• _WORK TO COMPLETE_: Type out the material below exactly.

***

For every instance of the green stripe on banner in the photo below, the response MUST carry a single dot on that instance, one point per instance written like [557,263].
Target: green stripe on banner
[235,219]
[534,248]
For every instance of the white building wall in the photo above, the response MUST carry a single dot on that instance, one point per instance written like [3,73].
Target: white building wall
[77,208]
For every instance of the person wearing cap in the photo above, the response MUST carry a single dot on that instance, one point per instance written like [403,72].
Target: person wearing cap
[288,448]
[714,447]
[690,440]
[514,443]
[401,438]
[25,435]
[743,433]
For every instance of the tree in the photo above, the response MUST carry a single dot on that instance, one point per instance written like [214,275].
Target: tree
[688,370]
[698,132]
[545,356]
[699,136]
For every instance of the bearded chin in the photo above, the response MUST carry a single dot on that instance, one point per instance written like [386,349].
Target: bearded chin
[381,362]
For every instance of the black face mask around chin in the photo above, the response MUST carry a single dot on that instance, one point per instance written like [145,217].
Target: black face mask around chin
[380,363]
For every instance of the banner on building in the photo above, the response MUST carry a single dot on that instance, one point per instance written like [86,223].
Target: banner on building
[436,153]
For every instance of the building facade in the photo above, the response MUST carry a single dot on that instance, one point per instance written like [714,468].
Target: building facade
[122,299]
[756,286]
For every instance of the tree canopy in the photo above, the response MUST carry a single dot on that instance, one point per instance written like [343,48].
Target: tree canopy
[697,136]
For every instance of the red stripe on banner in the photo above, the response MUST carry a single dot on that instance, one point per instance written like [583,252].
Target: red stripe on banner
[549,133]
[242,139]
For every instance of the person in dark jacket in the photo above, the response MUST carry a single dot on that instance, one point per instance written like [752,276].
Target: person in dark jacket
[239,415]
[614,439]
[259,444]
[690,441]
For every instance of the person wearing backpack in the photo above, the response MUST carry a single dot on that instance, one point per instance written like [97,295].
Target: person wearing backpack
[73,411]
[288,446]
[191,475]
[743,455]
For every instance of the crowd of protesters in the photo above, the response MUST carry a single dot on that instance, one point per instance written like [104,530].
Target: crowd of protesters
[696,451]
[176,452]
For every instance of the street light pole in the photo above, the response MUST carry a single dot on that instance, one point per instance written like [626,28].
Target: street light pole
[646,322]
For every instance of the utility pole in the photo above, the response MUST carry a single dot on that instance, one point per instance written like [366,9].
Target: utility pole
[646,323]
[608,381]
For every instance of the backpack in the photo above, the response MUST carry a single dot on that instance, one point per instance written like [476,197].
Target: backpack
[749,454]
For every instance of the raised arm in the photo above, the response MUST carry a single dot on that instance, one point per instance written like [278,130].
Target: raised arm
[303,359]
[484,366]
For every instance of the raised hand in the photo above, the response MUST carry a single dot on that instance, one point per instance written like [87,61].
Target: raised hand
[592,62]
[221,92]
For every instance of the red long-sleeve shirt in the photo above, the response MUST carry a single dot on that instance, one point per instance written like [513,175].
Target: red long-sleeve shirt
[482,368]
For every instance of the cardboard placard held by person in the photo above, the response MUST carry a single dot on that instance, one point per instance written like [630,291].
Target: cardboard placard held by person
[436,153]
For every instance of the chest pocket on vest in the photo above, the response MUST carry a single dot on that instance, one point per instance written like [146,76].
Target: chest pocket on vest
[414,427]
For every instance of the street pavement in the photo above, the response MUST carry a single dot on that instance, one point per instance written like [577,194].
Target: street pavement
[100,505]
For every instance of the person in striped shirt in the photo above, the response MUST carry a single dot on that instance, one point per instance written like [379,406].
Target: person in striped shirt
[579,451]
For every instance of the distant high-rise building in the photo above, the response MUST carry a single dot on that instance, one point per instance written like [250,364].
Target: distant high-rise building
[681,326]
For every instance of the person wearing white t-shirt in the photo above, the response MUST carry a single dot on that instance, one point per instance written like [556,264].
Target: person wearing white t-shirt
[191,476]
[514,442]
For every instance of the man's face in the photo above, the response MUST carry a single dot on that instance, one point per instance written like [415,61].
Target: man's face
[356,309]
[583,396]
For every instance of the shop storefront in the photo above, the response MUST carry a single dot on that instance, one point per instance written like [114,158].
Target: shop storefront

***

• _PROBLEM SOLUTION_:
For every instance of the green stripe on banner in the photo below, the response MUST carry a single dot on that instance, one point per instance written like [557,263].
Target: green stripe on banner
[235,219]
[534,248]
For every instance of the white building wall in the photo above, the response MUST carry a single dot on that instance, one point per instance written like [3,73].
Target: white building wall
[77,208]
For every instance of the person wearing cap in the photo above, the response MUST carry a single dot on that instance, one point per instance written like [403,72].
Target: person wearing cap
[288,448]
[714,447]
[690,440]
[514,443]
[401,438]
[25,435]
[743,433]
For every instance of the tree in the photo above, the response MUST carry a single dot on that instance, one point per instance written like [214,275].
Target: tree
[688,370]
[698,132]
[545,356]
[699,136]
For every instance of the bearded chin in the photo above, the response MUST carry a single dot on that instance, one point per instance written like [386,349].
Target: bearded chin
[381,362]
For every instance of the black face mask around chin in the photo above, the response MUST carry a single dot on that instance, one point per instance written like [145,217].
Target: black face mask around chin
[380,363]
For every instance of the banner on building in the photo above, the response MUST carry a single dot on that instance, one point per instance written like [86,223].
Target: banner on building
[436,153]
For every instance of the building facade in the photo above, the response MUST carry a single dot on that instance, one point per instance written like [714,468].
Target: building facade
[122,299]
[756,286]
For every instance of the tree canopy in the photo above, the response MUST carry a single dot on that instance, one point per instance written like [343,48].
Target: tree canopy
[697,136]
For every instance of the red stripe on banner in the photo above, the response MUST carry a single dot on that instance, one point per instance written like [583,252].
Target: red stripe on banner
[549,133]
[242,139]
For every instance of the person in dark jacket in the photo above, the response MUST carry a single dot on that instance, one point per instance written like [752,276].
Target: person in dark jacket
[239,415]
[614,439]
[259,444]
[690,441]
For every instance of the person wearing backpack in the photo above, the response MUST carry a single dot on that instance, one point per instance written like [97,295].
Target: person wearing backpack
[73,411]
[288,446]
[191,475]
[743,455]
For every instance of the crowd of protesters in the photo above, the response MUST carry a single dot on that instance, one point per instance written like [104,530].
Target: crowd of protesters
[696,451]
[176,452]
For every instance of the street light pole in the photo above, the response MUST carry a single dot on that instance, one point per instance written like [626,28].
Target: street light pole
[646,322]
For every instance of the utility pole in the photo above, the response MUST carry a single dot on that instance, one point per instance written like [366,9].
Target: utility pole
[646,323]
[608,381]
For every instance of the backpack in the photo above, the response MUST carry a single dot on that instance, one point per instance written like [476,197].
Target: backpack
[749,454]
For every instance of the raised arm in the photo above, the response MUST carry a single dot on that instance, one point per instance written like [278,130].
Target: raised arm
[303,359]
[484,366]
For every instance of the raised hand in the photo above, the response MUST carry a single dot on that instance, one point per instance written like [87,61].
Target: raised hand
[592,62]
[221,92]
For every instance of the red long-sleeve shirt in the photo above, the response MUST carry a single dot on that instance, one point per instance written like [513,175].
Target: red long-sleeve shirt
[482,368]
For every instance of the cardboard placard held by person in the photo above, the response MUST carry a single dot on that instance, one point per instance written like [630,291].
Target: cardboard placard held by person
[436,153]
For every instance of the chest pocket on vest in the photo above, the response MUST carry a single dot on that instance, one point per instance written like [146,76].
Target: chest pocket on vest
[414,427]
For every instance of the street pavement in the photo above, the response MUST carry a single dot on that instance, one point per instance written like [577,194].
Target: street pavement
[100,505]
For every instance of the person in striped shirt in the photo above, the response MUST carry a single dot on that instance, one point per instance written like [379,406].
Target: person in striped shirt
[579,451]
For every instance of the distant high-rise building in the photo above, the response MUST carry a single dot on that instance, one point per instance written like [250,364].
Target: distant high-rise building
[681,326]
For every instance of the person wearing white t-shirt in the photo above, the response MUST carry a single dot on that instance, one point per instance written like [556,264].
Target: person wearing white t-shirt
[191,476]
[514,442]
For every instance of the man's face in the photo above, the response MUST carry a single dot on that instance, one point per instance written like [415,61].
Target: man's face
[356,309]
[583,396]
For every instance of the shop storefront in the photo above, the response MUST carry a single dot on that instance, one point per instance written like [114,158].
Target: shop storefront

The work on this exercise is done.